> [Source]
┏━━

Monday, 10 December 2018

Hatch Interiors - Lyon Square

Hatch Interiors is a company which specialises in interiors and furniture for landlords and serves the rental market. London agency 400 to created the Hatch Interiors brand identity a few years ago and this piece of collateral is for a development in Harrow called Lyon Square.
The finished size is 210x118mm and the format is a 12pp roll fold, which folds out to 210x700mm. Hopefully you can see the way it works from the 'birds eye' picture below:
It is printed on our Marazion Ultra 170gsm, chosen because of it's good bulk and printability. At 170gsm it is around 190microns thick, which takes a crease really well but would still fold out well and not feel too rigid - there's always a danger with roll folds in particular that they become too clunky if the weight is too heavy.

It is printed offset litho in CMYK and hot foil blocked with a black gloss foil on the front cover.
To effectively demonstrate the way it works, the pictures below, show how it rolls out page by page...

Opening spread:
 ..folding out to
Click on images to enlarge
 Below shows it fully folded out to the 700mm width
 ...and the below image shows the reverse side:
For readers not familiar with Marazion Ultra, it's a fully coated paper but it really does have a dead flat MATT surface. There are many papers on the market which profess to be matt (and some which incorporate the word matt in the name, but aren't!) ...but this really is - and if you don't believe me, please ask for a sample!
You can see from the detail shot below, that the reproduction of the interiors is excellent:
Below is a detail showing the hot foil blocking in a gloss black foil on the front cover. 
Art direction and design is by Hatton Garden based consultancy, 400. Creative Director is Paul Dennis, designer on the project is Andrew Pitchford

Print and finishing is by Dylan Hughes at All About Print.
Posted by Justin Hobson 10.12.2018

Friday, 7 December 2018

Subtle - Takeo Paper Exhibition

Yesterday, I visited Japan House in Kensington to see the Takeo paper exhibition which opened last month. The show, Subtle, has been touring the globe since 2014 and is one in a series of exhibitions commissioned by the Japanese based paper company, Takeo. The show is designed and art directed by Kenya Hara.

┗━━

Copy the Hatch Interiors post from "Art direction and" to "All About Print.", renaming "consultancy" to "studio" throughout. The data has no connection to the Hatch Interiors post.

> [Data lines]
┏━━

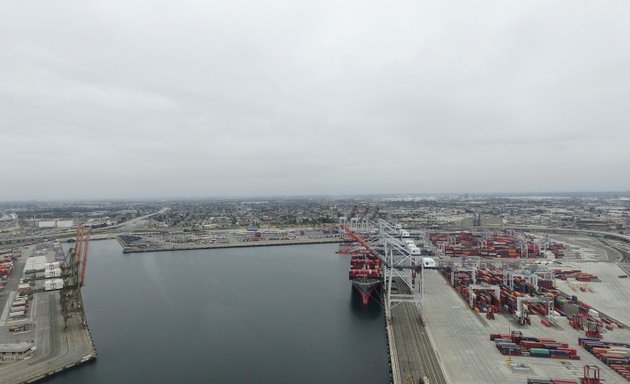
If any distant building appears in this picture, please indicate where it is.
[37,220,74,228]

┗━━

> [Result below]
Art direction and design is by Hatton Garden based studio, 400. Creative Director is Paul Dennis, designer on the project is Andrew Pitchford

Print and finishing is by Dylan Hughes at All About Print.